Task prompt
Please update the rows below by changing each "medal ribbon" to "award ribbon" and keeping everything else the same.

Information given
^^^^
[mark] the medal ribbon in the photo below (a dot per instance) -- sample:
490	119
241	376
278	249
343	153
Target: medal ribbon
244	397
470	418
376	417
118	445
^^^^
Response to the task
[mark] the award ribbon in the photo below (a dot per instance) -- sample:
490	119
241	376
278	249
343	153
Target: award ribbon
244	397
470	418
376	417
118	445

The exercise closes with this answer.